▸ Written request
Rewrite the data from the line containing "Place a point on each instance of the white dress" through the end of the data, swapping "wristwatch" for "pocket watch" and keeping everything else the same.

▸ Data supplied

☆ ☆ ☆ ☆ ☆

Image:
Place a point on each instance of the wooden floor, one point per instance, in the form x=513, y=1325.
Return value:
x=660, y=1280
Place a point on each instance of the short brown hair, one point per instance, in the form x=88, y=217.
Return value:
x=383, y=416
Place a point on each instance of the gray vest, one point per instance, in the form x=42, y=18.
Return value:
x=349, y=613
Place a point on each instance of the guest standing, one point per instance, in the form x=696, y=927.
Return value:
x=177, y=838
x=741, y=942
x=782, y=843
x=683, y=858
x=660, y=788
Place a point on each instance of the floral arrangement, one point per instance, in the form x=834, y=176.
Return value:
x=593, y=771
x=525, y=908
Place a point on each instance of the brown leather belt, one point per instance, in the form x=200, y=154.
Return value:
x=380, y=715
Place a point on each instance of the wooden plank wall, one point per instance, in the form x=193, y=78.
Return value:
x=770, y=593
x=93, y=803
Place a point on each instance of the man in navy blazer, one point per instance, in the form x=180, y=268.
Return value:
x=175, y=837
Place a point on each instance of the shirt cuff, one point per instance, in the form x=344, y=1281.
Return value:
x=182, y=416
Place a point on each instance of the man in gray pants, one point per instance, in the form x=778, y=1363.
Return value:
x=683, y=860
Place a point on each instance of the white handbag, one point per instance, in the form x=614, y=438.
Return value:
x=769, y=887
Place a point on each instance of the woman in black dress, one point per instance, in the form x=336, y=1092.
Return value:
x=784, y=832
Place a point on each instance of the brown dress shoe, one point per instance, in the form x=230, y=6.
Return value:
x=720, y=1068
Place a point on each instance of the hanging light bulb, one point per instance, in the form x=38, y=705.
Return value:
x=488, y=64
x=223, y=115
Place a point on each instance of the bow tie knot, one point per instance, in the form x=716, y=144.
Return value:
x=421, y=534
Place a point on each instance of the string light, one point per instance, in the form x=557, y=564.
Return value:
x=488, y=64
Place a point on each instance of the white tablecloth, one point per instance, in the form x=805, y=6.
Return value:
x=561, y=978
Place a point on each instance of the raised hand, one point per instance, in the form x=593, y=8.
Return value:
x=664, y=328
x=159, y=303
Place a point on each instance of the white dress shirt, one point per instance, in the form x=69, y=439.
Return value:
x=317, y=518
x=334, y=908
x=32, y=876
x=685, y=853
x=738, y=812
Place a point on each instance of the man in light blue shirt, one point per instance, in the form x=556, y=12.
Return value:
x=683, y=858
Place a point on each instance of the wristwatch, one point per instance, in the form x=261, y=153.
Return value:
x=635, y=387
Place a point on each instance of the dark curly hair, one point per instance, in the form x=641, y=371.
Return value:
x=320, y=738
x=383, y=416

☆ ☆ ☆ ☆ ☆

▸ Answer to this task
Place a point on each instance of the white dress shirt, one point per instance, in the form x=69, y=439.
Return value:
x=317, y=518
x=334, y=908
x=32, y=876
x=685, y=853
x=738, y=812
Place a point on each instance of the man in light blue shirt, one point per instance, in the form x=556, y=12.
Return value:
x=683, y=858
Place a point on each instance of the pocket watch, one point per instance, in the form x=261, y=153.
Return value:
x=635, y=387
Place a point on each instance of the dark curly hair, one point per instance, in the form x=641, y=371.
Return value:
x=320, y=738
x=383, y=416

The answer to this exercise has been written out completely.